Supplied text:
Job Title: Data Engineer
Reports To: Data Engineer
Employment Type: Full-Time, Permanent, remote
Netstock’s leading business intelligence products are underpinned by cutting edge expertise in data, optimisation metric and phenomenal software development. Our backers are expressly investing in R&D for product innovation, to drive revenue growth of 350% over the next 3 years. Our next innovation frontier is leveraging the 30+TB of customer data under our management, to develop disruptive products that none of our competitors can match. To help get us there, as well as ensure that we engineer data pipelines and workflows that can support the planned scaling to 130TB of data spread across 10,000 customer databases, we are looking for a data engineer of exceptional talent, vision, energy and ingenuity.
Responsibilities
- Technology Research and Testing: Investigate the most suitable technologies to build out a new data lake environment. Assess the pros and cons of different solutions and recommend the most efficient, cost-effective and scalable options.
- Infrastructure Liaising: Collaborate closely with the infrastructure team to communicate necessary infrastructure requirements for building and maintaining the data lake. Coordinate efforts and ensure all infrastructure needs are met.
- Data Lake Development: Design, construct, and deploy the data lake. Ensure it is built with scalability and security in mind to accommodate future data growth and needs.
- Data Pipeline Construction: Develop robust and efficient data pipelines for the ingestion, transformation, and loading of data into the data lake. This includes building pipelines from external sources (APIs) for internal analytics and benchmarking. Ensure the pipelines are optimized for real-time and batch processing, automating as many data processes and workflows as possible
- Data Management: Manage both internal data and customer data. This involves cataloging, storing, retrieving, and maintaining the data in a manner that facilitates easy access and understanding. Data quality & integrity will be critical to ensure that every data process runs smoothly, is optimized and that the output can be trusted.

Data rows:
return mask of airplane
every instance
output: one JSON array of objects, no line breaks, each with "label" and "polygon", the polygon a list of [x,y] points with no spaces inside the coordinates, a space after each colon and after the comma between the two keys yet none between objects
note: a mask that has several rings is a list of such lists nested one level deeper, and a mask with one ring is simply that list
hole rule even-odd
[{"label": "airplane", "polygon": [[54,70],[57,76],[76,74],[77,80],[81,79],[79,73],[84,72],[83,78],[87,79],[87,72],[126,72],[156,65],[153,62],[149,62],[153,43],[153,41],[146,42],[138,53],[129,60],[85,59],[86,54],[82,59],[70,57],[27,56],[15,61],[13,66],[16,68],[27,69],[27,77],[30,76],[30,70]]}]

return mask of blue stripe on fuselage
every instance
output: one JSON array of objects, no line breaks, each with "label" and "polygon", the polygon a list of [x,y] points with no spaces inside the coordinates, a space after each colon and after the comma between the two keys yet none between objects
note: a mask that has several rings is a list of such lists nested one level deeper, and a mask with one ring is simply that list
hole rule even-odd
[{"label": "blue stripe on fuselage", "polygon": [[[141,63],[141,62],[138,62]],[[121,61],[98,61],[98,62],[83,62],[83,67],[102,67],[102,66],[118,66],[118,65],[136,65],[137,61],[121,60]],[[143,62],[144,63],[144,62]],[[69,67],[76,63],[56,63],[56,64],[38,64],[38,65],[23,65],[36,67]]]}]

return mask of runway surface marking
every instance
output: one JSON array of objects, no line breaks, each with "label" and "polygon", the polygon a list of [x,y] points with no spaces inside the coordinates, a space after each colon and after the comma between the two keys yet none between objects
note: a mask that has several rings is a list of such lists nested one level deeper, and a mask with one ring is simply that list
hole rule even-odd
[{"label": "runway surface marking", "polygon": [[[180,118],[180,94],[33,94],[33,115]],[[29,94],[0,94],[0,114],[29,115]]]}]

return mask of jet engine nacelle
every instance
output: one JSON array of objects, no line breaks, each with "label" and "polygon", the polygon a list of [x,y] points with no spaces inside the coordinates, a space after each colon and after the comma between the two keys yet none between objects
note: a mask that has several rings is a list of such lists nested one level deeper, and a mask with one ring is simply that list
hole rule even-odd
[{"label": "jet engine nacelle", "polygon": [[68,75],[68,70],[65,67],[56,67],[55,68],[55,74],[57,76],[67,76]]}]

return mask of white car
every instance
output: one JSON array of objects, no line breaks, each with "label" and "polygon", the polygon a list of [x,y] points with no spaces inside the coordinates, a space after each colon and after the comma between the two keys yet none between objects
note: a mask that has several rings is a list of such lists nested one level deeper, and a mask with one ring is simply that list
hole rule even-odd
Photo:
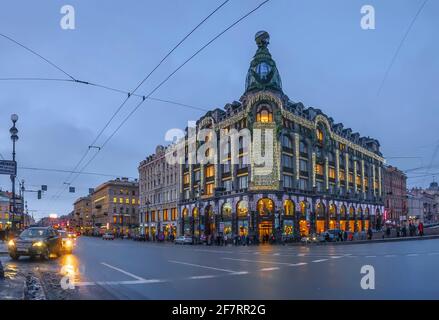
[{"label": "white car", "polygon": [[102,240],[114,240],[114,234],[112,234],[111,232],[105,232],[102,235]]},{"label": "white car", "polygon": [[175,244],[192,244],[192,237],[179,236],[175,239]]}]

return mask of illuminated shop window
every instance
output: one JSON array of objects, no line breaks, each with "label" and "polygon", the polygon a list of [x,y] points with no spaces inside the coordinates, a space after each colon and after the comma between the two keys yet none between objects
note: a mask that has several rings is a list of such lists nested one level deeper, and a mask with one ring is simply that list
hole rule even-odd
[{"label": "illuminated shop window", "polygon": [[268,215],[274,211],[274,202],[269,198],[262,198],[258,201],[257,210],[260,215]]},{"label": "illuminated shop window", "polygon": [[287,199],[284,202],[284,212],[286,216],[293,216],[294,215],[294,202]]},{"label": "illuminated shop window", "polygon": [[268,109],[261,109],[256,115],[256,122],[273,122],[273,114]]}]

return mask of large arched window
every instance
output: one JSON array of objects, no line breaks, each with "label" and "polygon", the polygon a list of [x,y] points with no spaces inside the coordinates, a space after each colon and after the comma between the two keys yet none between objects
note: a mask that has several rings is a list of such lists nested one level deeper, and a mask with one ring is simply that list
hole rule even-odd
[{"label": "large arched window", "polygon": [[331,219],[335,219],[337,217],[337,207],[333,203],[329,206],[329,217]]},{"label": "large arched window", "polygon": [[222,208],[223,218],[230,218],[232,216],[232,205],[230,202],[226,202],[223,204]]},{"label": "large arched window", "polygon": [[262,198],[258,201],[257,210],[260,215],[269,215],[274,212],[274,202],[270,198]]},{"label": "large arched window", "polygon": [[294,215],[294,202],[287,199],[284,202],[284,212],[286,216],[293,216]]},{"label": "large arched window", "polygon": [[247,217],[248,214],[248,203],[245,200],[241,200],[236,205],[236,212],[238,217]]},{"label": "large arched window", "polygon": [[324,218],[325,217],[325,205],[323,203],[318,203],[316,206],[316,215],[317,218]]},{"label": "large arched window", "polygon": [[306,202],[302,201],[300,202],[300,215],[305,217],[306,216]]},{"label": "large arched window", "polygon": [[273,122],[273,113],[267,108],[262,108],[256,114],[256,122]]},{"label": "large arched window", "polygon": [[287,135],[282,136],[282,147],[293,149],[293,141]]},{"label": "large arched window", "polygon": [[346,220],[346,206],[344,204],[340,207],[340,220]]}]

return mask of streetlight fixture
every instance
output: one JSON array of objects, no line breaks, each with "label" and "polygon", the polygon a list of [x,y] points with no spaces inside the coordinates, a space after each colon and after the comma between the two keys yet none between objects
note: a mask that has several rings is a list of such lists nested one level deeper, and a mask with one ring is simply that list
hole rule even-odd
[{"label": "streetlight fixture", "polygon": [[[12,140],[12,161],[15,163],[15,142],[18,140],[18,129],[15,123],[18,121],[18,116],[14,113],[11,115],[12,128],[9,129]],[[11,174],[12,181],[12,231],[15,231],[15,177],[17,175],[17,165],[15,165],[15,173]]]}]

Work to complete:
a: Write out, word for word, the portion of the Data Engineer job listing above that begins with the words containing "Job Title: Data" and ends with "energy and ingenuity.".
b: Carry the Data Engineer job listing on past its final line with the passage that would come next.

Answers by task:
a:
Job Title: Data Engineer
Reports To: Data Engineer
Employment Type: Full-Time, Permanent, remote
Netstock’s leading business intelligence products are underpinned by cutting edge expertise in data, optimisation metric and phenomenal software development. Our backers are expressly investing in R&D for product innovation, to drive revenue growth of 350% over the next 3 years. Our next innovation frontier is leveraging the 30+TB of customer data under our management, to develop disruptive products that none of our competitors can match. To help get us there, as well as ensure that we engineer data pipelines and workflows that can support the planned scaling to 130TB of data spread across 10,000 customer databases, we are looking for a data engineer of exceptional talent, vision, energy and ingenuity.

b:
- Internal Data Provision & Reporting: Engineer the internal data to create useful and insightful reports, as well as consumable datasets for both technical and non-technical internal stakeholders. Ensure data integrity and accuracy of these datasets/reports.
- Customer Data Engineering: Work with customer data for benchmarking and future AI analysis. This includes data cleaning, standardization, transformation, and loading into the appropriate databases or platforms.
- Data Security and Compliance: Uphold data privacy and security standards, and ensure that all data handling practices are compliant with relevant laws & regulations, as well as ISO27001 standards.
- Collaboration with Data Analyst: Work closely with the data analyst to understand data needs and requirements. Make sure the data is structured and cleaned in a way that allows the data analyst to effectively conduct their analysis.
- Reporting to head of department: Regularly report progress, challenges, and successes to the head of the data department. Maintain open lines of communication to ensure alignment with broader strategic goals.
- Future-proofing: Stay up-to-date with the latest trends, technologies, and best practices in data engineering to ensure the data infrastructure is scalable and capable of accommodating future growth developments.
Skills and Qualifications
- Grade 12 or equivalent (essential)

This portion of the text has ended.